**PROBLEM DESCRIPTION:** Tally the lines in the records below that contain the word "Identify". Reply with the count alone.

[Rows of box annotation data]
========================================================================

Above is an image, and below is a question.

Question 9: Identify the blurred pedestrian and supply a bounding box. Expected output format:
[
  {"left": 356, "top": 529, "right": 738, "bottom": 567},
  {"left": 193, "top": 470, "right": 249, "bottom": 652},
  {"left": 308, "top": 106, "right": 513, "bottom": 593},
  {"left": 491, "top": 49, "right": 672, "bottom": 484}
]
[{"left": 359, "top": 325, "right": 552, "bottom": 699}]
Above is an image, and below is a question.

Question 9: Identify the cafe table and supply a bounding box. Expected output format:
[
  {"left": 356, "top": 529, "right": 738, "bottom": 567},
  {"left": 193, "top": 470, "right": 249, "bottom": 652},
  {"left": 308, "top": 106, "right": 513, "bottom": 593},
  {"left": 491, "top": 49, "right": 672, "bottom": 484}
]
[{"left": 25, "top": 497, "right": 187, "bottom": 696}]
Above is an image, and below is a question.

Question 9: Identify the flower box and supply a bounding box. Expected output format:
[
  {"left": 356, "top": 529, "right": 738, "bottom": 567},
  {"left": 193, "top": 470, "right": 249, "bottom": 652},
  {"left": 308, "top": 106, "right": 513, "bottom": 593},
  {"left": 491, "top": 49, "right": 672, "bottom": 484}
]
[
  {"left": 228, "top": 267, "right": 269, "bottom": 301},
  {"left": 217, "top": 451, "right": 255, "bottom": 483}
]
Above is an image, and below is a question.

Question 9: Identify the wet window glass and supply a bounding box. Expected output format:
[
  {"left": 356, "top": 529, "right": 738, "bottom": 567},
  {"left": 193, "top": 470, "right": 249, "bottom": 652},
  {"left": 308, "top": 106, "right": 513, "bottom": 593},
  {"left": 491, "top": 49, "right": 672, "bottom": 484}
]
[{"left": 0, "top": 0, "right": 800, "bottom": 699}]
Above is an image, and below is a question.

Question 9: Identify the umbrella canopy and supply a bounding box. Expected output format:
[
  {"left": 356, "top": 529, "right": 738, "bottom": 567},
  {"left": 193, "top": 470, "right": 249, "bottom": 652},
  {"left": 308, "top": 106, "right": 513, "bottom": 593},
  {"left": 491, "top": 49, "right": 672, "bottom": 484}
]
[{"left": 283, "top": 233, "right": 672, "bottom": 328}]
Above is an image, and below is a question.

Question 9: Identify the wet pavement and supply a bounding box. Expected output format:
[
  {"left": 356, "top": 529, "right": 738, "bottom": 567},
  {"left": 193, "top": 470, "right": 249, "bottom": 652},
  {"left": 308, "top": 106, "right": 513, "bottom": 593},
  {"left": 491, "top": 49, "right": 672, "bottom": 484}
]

========================================================================

**CORRECT ANSWER:** 6